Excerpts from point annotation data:
####################

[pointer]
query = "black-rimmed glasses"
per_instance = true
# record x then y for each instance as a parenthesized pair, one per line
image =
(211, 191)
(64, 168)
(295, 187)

####################

■ Exercise requirements ■
Write these rows out again, swapping "black-rimmed glasses" for "round glasses" and keeping everything else the same.

■ Problem solution ■
[pointer]
query = "round glasses"
per_instance = true
# record x then y for each instance as a parenthesized pair, one per line
image =
(211, 191)
(64, 168)
(295, 187)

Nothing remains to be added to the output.